··· Input data

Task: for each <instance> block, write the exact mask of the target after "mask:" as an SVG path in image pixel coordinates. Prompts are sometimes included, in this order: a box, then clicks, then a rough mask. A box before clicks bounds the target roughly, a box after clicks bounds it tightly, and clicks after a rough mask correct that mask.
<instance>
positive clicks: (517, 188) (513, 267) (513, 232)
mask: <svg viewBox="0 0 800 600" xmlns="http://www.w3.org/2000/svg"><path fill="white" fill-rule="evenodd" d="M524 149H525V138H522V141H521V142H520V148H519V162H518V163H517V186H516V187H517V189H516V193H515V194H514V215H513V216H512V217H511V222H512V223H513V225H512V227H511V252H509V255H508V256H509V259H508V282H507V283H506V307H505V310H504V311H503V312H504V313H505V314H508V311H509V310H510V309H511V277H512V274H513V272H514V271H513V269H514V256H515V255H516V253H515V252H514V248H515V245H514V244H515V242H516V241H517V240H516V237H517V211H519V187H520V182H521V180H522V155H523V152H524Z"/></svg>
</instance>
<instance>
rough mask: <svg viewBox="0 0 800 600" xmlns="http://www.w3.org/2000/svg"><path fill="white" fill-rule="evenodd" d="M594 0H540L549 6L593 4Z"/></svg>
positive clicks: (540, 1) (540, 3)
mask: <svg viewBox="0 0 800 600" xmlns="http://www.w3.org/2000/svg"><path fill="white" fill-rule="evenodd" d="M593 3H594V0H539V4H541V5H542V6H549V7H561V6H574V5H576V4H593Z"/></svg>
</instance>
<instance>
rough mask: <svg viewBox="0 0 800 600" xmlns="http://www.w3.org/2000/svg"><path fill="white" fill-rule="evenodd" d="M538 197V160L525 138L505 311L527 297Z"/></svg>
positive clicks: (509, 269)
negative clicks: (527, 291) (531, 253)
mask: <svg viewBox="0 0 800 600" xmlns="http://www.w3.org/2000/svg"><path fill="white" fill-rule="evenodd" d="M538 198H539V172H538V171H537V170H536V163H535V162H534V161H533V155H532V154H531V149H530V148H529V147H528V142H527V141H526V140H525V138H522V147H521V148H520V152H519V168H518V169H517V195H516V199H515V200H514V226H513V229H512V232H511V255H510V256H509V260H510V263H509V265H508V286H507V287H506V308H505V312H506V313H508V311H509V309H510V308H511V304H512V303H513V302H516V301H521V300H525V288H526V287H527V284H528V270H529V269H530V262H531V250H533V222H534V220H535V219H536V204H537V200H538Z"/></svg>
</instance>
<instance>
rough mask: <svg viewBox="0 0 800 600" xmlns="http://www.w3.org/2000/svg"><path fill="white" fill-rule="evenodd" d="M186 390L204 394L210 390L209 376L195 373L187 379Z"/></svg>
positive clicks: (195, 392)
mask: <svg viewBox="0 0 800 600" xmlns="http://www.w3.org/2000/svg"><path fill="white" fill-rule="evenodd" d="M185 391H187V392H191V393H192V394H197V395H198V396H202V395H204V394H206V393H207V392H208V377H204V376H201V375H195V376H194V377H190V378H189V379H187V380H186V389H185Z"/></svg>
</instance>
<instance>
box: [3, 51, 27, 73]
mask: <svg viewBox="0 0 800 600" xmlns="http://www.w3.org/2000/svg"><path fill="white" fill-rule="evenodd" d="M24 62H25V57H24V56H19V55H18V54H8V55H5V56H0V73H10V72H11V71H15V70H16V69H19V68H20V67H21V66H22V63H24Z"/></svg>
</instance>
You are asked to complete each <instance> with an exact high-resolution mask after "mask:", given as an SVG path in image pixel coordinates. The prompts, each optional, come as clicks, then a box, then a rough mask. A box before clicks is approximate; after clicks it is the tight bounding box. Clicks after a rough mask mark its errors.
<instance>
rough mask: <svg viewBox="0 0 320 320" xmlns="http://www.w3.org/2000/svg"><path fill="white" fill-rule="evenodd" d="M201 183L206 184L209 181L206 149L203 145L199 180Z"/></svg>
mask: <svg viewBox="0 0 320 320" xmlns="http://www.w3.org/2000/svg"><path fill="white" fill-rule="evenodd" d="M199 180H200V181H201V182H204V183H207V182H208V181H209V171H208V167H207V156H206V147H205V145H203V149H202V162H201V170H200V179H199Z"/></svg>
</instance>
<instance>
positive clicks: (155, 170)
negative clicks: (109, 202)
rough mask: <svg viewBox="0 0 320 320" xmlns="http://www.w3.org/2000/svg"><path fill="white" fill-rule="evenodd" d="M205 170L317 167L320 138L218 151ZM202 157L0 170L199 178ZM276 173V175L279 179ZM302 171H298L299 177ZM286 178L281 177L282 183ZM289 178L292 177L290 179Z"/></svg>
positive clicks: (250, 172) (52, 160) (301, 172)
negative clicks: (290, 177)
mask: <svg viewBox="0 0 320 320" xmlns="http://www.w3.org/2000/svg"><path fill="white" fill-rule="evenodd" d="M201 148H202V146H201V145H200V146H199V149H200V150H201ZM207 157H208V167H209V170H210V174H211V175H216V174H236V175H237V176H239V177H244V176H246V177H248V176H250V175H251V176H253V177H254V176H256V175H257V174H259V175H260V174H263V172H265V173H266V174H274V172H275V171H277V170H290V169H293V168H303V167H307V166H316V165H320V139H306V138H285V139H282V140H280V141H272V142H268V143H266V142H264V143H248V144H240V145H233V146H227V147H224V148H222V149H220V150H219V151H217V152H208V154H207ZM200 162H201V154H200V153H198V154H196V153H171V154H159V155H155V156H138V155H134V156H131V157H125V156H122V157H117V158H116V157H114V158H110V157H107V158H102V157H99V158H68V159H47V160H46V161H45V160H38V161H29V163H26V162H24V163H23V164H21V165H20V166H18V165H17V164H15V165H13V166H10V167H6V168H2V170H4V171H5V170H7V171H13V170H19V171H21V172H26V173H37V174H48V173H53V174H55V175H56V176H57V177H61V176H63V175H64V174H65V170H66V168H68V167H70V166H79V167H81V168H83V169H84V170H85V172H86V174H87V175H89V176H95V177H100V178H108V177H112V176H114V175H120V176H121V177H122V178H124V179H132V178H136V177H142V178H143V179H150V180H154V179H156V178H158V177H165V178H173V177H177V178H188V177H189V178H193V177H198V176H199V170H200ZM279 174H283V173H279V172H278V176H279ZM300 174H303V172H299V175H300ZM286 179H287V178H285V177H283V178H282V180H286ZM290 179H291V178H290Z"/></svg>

······

Exercise directions:
Whatever the material above holds, copy it over exactly, line by line.

Response:
Task: for each <instance> block, write the exact mask of the target after "mask:" as an SVG path in image pixel coordinates. Prompts are sometimes included, in this order: a box, then clicks, then a rough mask. A box before clicks bounds the target roughly, a box after clicks bounds it tightly, and clicks after a rough mask correct that mask.
<instance>
positive clicks: (517, 188) (513, 267) (513, 232)
mask: <svg viewBox="0 0 800 600" xmlns="http://www.w3.org/2000/svg"><path fill="white" fill-rule="evenodd" d="M524 149H525V138H522V141H521V142H520V148H519V162H518V163H517V186H516V187H517V189H516V193H515V194H514V215H513V216H512V217H511V222H512V223H513V225H512V227H511V252H509V255H508V256H509V259H508V282H507V283H506V307H505V310H504V311H503V312H504V313H505V314H508V311H509V310H510V309H511V277H512V274H513V272H514V271H513V269H514V256H515V255H516V253H515V252H514V248H515V245H514V244H515V242H516V241H517V240H516V237H517V211H519V187H520V182H521V180H522V155H523V152H524Z"/></svg>
</instance>
<instance>
rough mask: <svg viewBox="0 0 800 600" xmlns="http://www.w3.org/2000/svg"><path fill="white" fill-rule="evenodd" d="M594 0H540L549 6L593 4Z"/></svg>
positive clicks: (540, 1) (540, 3)
mask: <svg viewBox="0 0 800 600" xmlns="http://www.w3.org/2000/svg"><path fill="white" fill-rule="evenodd" d="M593 3H594V0H539V4H541V5H542V6H549V7H561V6H574V5H576V4H593Z"/></svg>
</instance>
<instance>
rough mask: <svg viewBox="0 0 800 600" xmlns="http://www.w3.org/2000/svg"><path fill="white" fill-rule="evenodd" d="M538 197V160L525 138L505 311L527 297Z"/></svg>
positive clicks: (509, 269)
negative clicks: (527, 291) (531, 253)
mask: <svg viewBox="0 0 800 600" xmlns="http://www.w3.org/2000/svg"><path fill="white" fill-rule="evenodd" d="M538 198H539V172H538V171H537V170H536V163H535V162H534V161H533V155H532V154H531V149H530V148H529V147H528V142H527V141H526V140H525V138H522V147H521V148H520V152H519V168H518V169H517V195H516V199H515V200H514V226H513V229H512V232H511V255H510V256H509V260H510V263H509V265H508V286H507V287H506V308H505V312H506V313H508V311H509V309H510V308H511V304H512V303H513V302H516V301H521V300H525V288H526V287H527V284H528V270H529V269H530V262H531V250H533V222H534V220H535V219H536V204H537V200H538Z"/></svg>
</instance>
<instance>
rough mask: <svg viewBox="0 0 800 600" xmlns="http://www.w3.org/2000/svg"><path fill="white" fill-rule="evenodd" d="M186 390L204 394L210 390L209 376L195 373L187 379Z"/></svg>
positive clicks: (195, 392)
mask: <svg viewBox="0 0 800 600" xmlns="http://www.w3.org/2000/svg"><path fill="white" fill-rule="evenodd" d="M185 391H187V392H191V393H192V394H197V395H198V396H202V395H204V394H206V393H207V392H208V377H204V376H201V375H195V376H194V377H190V378H189V379H187V380H186V389H185Z"/></svg>
</instance>
<instance>
box: [3, 51, 27, 73]
mask: <svg viewBox="0 0 800 600" xmlns="http://www.w3.org/2000/svg"><path fill="white" fill-rule="evenodd" d="M24 62H25V57H24V56H19V55H18V54H8V55H5V56H0V73H10V72H11V71H15V70H16V69H19V68H20V67H21V66H22V63H24Z"/></svg>
</instance>
You are asked to complete each <instance> with an exact high-resolution mask after "mask:", given as an SVG path in image pixel coordinates. The prompts, each optional, come as clicks, then a box, then a rough mask. A box before clicks is approximate; after clicks it is the tight bounding box. Clicks after a rough mask mark its errors.
<instance>
rough mask: <svg viewBox="0 0 320 320" xmlns="http://www.w3.org/2000/svg"><path fill="white" fill-rule="evenodd" d="M201 183L206 184L209 181L206 149L203 145L199 180Z"/></svg>
mask: <svg viewBox="0 0 320 320" xmlns="http://www.w3.org/2000/svg"><path fill="white" fill-rule="evenodd" d="M199 180H200V181H201V182H204V183H207V182H208V181H209V171H208V167H207V156H206V147H205V145H203V149H202V162H201V170H200V179H199Z"/></svg>
</instance>
<instance>
positive clicks: (155, 170)
negative clicks: (109, 202)
rough mask: <svg viewBox="0 0 320 320" xmlns="http://www.w3.org/2000/svg"><path fill="white" fill-rule="evenodd" d="M205 170L317 167L320 138L218 151ZM202 157L0 170L199 178ZM276 173V175L279 179ZM302 171H298L299 177ZM286 178L281 177L282 183ZM289 178L292 177L290 179Z"/></svg>
positive clicks: (250, 172) (52, 160) (301, 172)
negative clicks: (290, 177)
mask: <svg viewBox="0 0 320 320" xmlns="http://www.w3.org/2000/svg"><path fill="white" fill-rule="evenodd" d="M201 148H202V146H201V145H200V146H199V149H200V150H201ZM207 157H208V167H209V170H210V174H211V175H216V174H236V175H237V176H239V177H244V176H246V177H248V176H250V175H251V176H253V177H254V176H256V175H257V174H259V175H260V174H263V172H265V173H266V174H274V172H275V171H277V170H290V169H293V168H303V167H307V166H316V165H320V139H306V138H285V139H282V140H280V141H272V142H268V143H266V142H264V143H248V144H240V145H233V146H227V147H224V148H222V149H220V150H219V151H217V152H208V154H207ZM200 162H201V154H200V153H198V154H196V153H171V154H159V155H155V156H138V155H134V156H131V157H125V156H122V157H117V158H116V157H114V158H110V157H107V158H102V157H99V158H68V159H47V160H46V161H45V160H38V161H29V163H26V162H24V163H23V164H21V165H20V166H18V165H17V164H15V165H13V166H10V167H6V168H2V170H4V171H5V170H7V171H13V170H19V171H21V172H26V173H37V174H48V173H53V174H55V175H56V176H57V177H61V176H63V175H64V174H65V170H66V168H68V167H70V166H79V167H81V168H83V169H84V170H85V172H86V174H87V175H89V176H95V177H100V178H108V177H112V176H114V175H120V176H121V177H122V178H124V179H132V178H136V177H142V178H143V179H150V180H154V179H156V178H158V177H165V178H173V177H177V178H188V177H189V178H193V177H198V176H199V170H200ZM279 174H283V173H279V172H278V176H279ZM300 174H303V172H299V175H300ZM286 179H287V178H285V177H283V178H282V180H286ZM290 179H291V178H290Z"/></svg>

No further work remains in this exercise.